----- Extract -----

The plainest summary I can give of what it's like in the Peter Mac (subjectively, emotionally, and with all disclaimers claimed) is to compare the art collection and the sensory garden.
The art collection is kind of breathtaking. I'm forever trundling along some dank corridor and then catching my breath over some immediately recognisable and shockingly expensive painting. I don't know the history of the collection, but there are doctors who are seriously proud of and inspired by it. It's a well proportioned addition to an institution with 2500 staff, including 400 researchers, soon expanding to 600 researchers. It's fitting that they spend a tiny fraction of the budget on an art collection that is ambitious, substantial and sneakily flamboyant.
On the other hand, there is the 'sensory garden' on the upper ground floor. It's situated on a very exposed rooftop with no obvious patient access, outside the windows, next to the lifts. It's a cluster of small, faded, plastic pots, sitting on concrete. There is no suggestion of design, no structure, no actual soil, no irrigation, no consideration of methods to support life in an environment that is simply too harsh. And did I mention that the plants are almost universally artificial, save a couple of anaemic spider plants? To me that pretty much destroys any possibility of the 'garden' being 'sensory'. I've had more fun in a cigarette butt filled council planting next to a busy road.

----- Entries supplied -----

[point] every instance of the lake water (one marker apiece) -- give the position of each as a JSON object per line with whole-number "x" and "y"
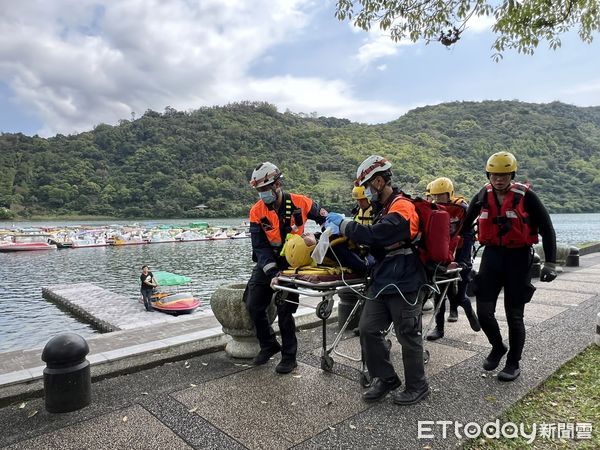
{"x": 27, "y": 320}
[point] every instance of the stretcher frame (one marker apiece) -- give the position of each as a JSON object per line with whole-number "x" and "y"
{"x": 440, "y": 276}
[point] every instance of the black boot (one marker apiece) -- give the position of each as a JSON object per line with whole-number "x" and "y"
{"x": 286, "y": 365}
{"x": 453, "y": 316}
{"x": 493, "y": 359}
{"x": 410, "y": 397}
{"x": 510, "y": 372}
{"x": 435, "y": 334}
{"x": 266, "y": 353}
{"x": 380, "y": 388}
{"x": 473, "y": 321}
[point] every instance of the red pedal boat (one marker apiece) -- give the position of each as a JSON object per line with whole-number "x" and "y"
{"x": 169, "y": 299}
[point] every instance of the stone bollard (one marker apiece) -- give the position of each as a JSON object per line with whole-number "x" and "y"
{"x": 228, "y": 307}
{"x": 536, "y": 267}
{"x": 67, "y": 378}
{"x": 572, "y": 259}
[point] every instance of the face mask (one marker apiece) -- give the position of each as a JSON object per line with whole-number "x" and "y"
{"x": 267, "y": 197}
{"x": 371, "y": 196}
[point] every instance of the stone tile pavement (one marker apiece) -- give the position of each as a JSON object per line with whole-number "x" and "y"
{"x": 209, "y": 400}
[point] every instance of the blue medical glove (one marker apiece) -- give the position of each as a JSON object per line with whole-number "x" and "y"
{"x": 334, "y": 218}
{"x": 333, "y": 227}
{"x": 548, "y": 272}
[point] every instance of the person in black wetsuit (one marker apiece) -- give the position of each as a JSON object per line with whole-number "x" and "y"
{"x": 509, "y": 218}
{"x": 148, "y": 283}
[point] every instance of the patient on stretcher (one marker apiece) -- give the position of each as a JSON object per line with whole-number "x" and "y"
{"x": 342, "y": 257}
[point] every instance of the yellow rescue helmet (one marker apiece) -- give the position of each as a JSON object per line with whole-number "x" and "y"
{"x": 501, "y": 162}
{"x": 297, "y": 253}
{"x": 358, "y": 192}
{"x": 428, "y": 190}
{"x": 441, "y": 185}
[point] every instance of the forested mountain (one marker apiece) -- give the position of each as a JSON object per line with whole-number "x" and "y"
{"x": 163, "y": 165}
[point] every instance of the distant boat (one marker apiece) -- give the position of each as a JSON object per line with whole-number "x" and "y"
{"x": 167, "y": 297}
{"x": 159, "y": 237}
{"x": 190, "y": 235}
{"x": 89, "y": 241}
{"x": 219, "y": 235}
{"x": 128, "y": 240}
{"x": 27, "y": 242}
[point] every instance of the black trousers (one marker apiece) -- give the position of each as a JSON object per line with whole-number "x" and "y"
{"x": 456, "y": 297}
{"x": 376, "y": 317}
{"x": 258, "y": 297}
{"x": 509, "y": 269}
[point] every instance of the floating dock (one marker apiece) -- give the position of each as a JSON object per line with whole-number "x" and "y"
{"x": 104, "y": 309}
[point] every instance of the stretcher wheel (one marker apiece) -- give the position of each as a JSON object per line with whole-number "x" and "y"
{"x": 365, "y": 379}
{"x": 279, "y": 298}
{"x": 388, "y": 344}
{"x": 324, "y": 309}
{"x": 326, "y": 363}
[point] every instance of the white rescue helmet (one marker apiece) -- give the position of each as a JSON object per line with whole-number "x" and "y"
{"x": 264, "y": 174}
{"x": 369, "y": 167}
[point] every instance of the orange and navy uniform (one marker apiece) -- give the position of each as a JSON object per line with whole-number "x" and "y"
{"x": 268, "y": 228}
{"x": 514, "y": 224}
{"x": 394, "y": 227}
{"x": 462, "y": 244}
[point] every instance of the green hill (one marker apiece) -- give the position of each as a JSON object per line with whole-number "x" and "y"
{"x": 162, "y": 165}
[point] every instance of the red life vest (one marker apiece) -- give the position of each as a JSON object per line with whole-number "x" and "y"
{"x": 510, "y": 226}
{"x": 457, "y": 208}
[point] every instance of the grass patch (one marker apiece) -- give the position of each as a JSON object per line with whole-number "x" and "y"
{"x": 570, "y": 396}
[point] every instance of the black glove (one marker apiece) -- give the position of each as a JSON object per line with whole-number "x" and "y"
{"x": 548, "y": 272}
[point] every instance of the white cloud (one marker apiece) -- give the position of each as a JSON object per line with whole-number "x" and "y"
{"x": 378, "y": 44}
{"x": 328, "y": 98}
{"x": 76, "y": 64}
{"x": 480, "y": 24}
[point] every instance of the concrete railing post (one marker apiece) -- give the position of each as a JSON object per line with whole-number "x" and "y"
{"x": 598, "y": 329}
{"x": 536, "y": 267}
{"x": 228, "y": 306}
{"x": 67, "y": 378}
{"x": 572, "y": 259}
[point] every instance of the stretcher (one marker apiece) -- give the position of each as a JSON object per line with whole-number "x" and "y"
{"x": 440, "y": 278}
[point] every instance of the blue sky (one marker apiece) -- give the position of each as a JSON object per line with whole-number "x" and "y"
{"x": 68, "y": 65}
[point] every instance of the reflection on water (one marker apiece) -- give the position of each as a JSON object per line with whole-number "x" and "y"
{"x": 27, "y": 320}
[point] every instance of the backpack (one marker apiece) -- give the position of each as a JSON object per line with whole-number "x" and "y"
{"x": 434, "y": 243}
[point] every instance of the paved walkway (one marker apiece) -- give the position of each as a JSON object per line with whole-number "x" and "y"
{"x": 212, "y": 401}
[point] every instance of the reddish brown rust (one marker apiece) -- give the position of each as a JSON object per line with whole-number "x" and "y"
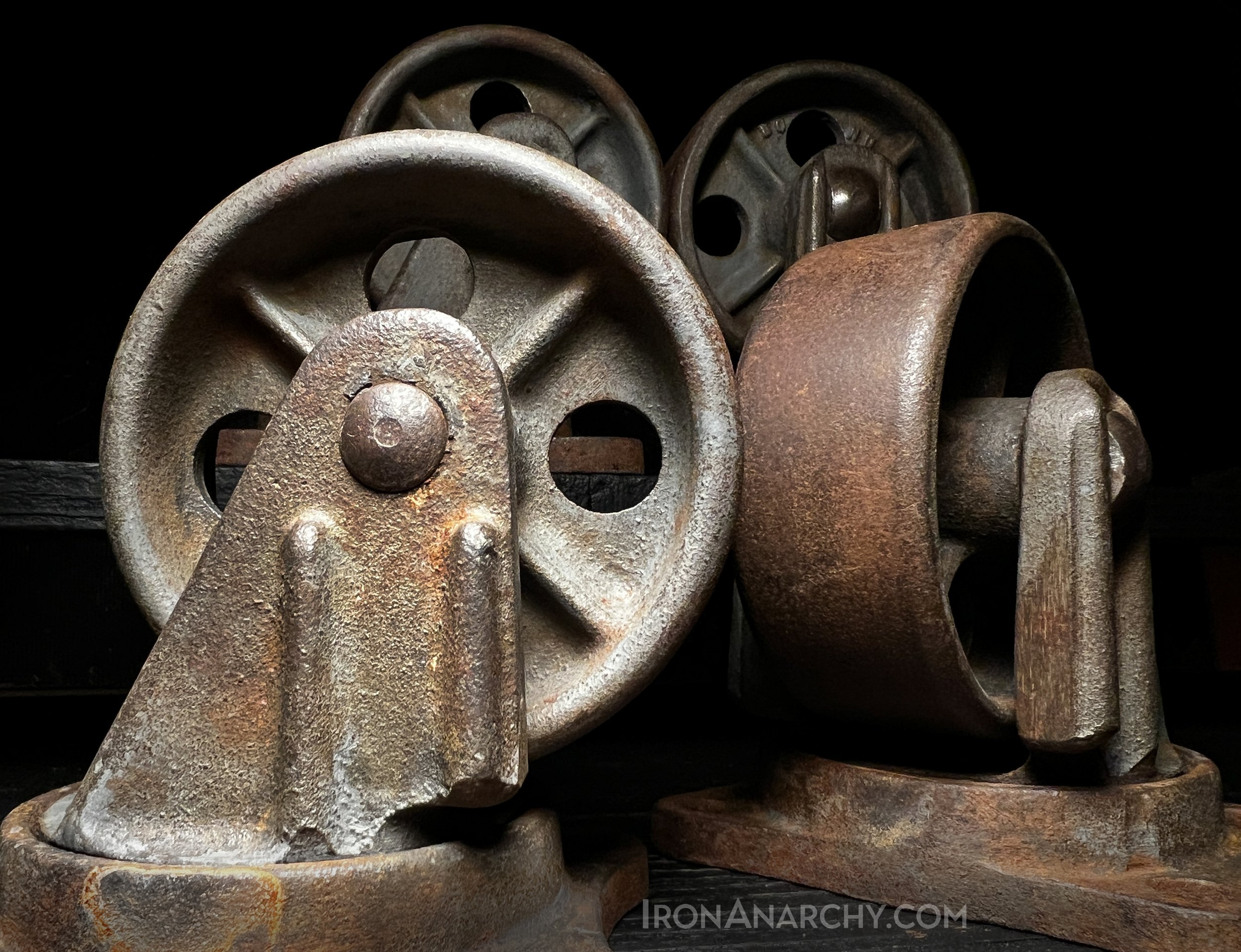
{"x": 517, "y": 894}
{"x": 596, "y": 455}
{"x": 912, "y": 401}
{"x": 1150, "y": 867}
{"x": 838, "y": 538}
{"x": 567, "y": 455}
{"x": 236, "y": 447}
{"x": 798, "y": 157}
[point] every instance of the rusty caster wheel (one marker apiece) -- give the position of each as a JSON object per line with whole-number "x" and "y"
{"x": 527, "y": 87}
{"x": 798, "y": 157}
{"x": 582, "y": 306}
{"x": 879, "y": 593}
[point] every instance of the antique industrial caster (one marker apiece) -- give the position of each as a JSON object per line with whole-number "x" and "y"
{"x": 398, "y": 605}
{"x": 944, "y": 559}
{"x": 510, "y": 83}
{"x": 800, "y": 157}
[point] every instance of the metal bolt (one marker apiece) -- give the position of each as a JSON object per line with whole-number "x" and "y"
{"x": 394, "y": 437}
{"x": 855, "y": 204}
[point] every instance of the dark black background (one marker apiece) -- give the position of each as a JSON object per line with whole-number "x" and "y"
{"x": 1112, "y": 138}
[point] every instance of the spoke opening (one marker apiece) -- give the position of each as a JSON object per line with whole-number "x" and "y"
{"x": 224, "y": 452}
{"x": 606, "y": 457}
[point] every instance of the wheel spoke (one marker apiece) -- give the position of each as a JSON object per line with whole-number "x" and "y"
{"x": 411, "y": 115}
{"x": 585, "y": 126}
{"x": 745, "y": 276}
{"x": 299, "y": 313}
{"x": 567, "y": 590}
{"x": 291, "y": 329}
{"x": 899, "y": 148}
{"x": 545, "y": 324}
{"x": 753, "y": 165}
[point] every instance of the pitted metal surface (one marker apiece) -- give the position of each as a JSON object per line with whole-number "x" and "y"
{"x": 549, "y": 96}
{"x": 341, "y": 656}
{"x": 796, "y": 158}
{"x": 843, "y": 561}
{"x": 515, "y": 895}
{"x": 574, "y": 294}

-----

Complete the following:
A: Translate into Spanish this sentence from the passage on the Peter Mac's art collection and sensory garden: "It's a cluster of small, faded, plastic pots, sitting on concrete."
B: Write the next part of the passage on the Peter Mac's art collection and sensory garden, picking up after its final sentence.

Responses in order:
A: Es un grupo de macetas de plástico pequeñas y descoloridas, colocadas sobre hormigón.

B:
So someone was inspired to declare the existence of a 'sensory garden', perhaps even imagining it as an aspect of 'treating the whole person', but the reality is that that the people who might build or maintain such a thing are relentlessly busy, under-resourced, overwhelmed, grief-filled, burnt-out, devastated, tired. A thousand forms of all of those things. And the upshot of a project that is being managed that badly is that it undoes itself. It's like a list of tasks that should be small and domestic but which has become chaotic and hideous. The claim that it's a 'sensory garden' when that is so far from the raw physical truth is a declaration - in effect - of a much more forceful point about death, neglect, futility, abandonment. It's a more articulate bit of installation art than the things in frames that cost the dollars.
That is how it feels. Sparkling conversations with highly trained doctors. Squalor and desolation in crowded, dirty wards. I wrote a post that described what actually happened to me, but honestly, who needs to read that? I had chemo and I went home.
NB: Rainer and I, of course, leapt spontaneously into a disarmingly detailed conversation about fixing the sensory garden of death. Fundraising, design, irrigation, reinforcing, maintenance roster and so on. But the hospital is moving in 2016, and we, well you know, we have two little girls and I keep on being sick. So I'm hoping someone fixes the situation at the new campus or else I will get off my sick bed and do it myself, vengefully. Make a goddam peaceful garden for them.
Rainer, I am so glad that we both love plants xxxx.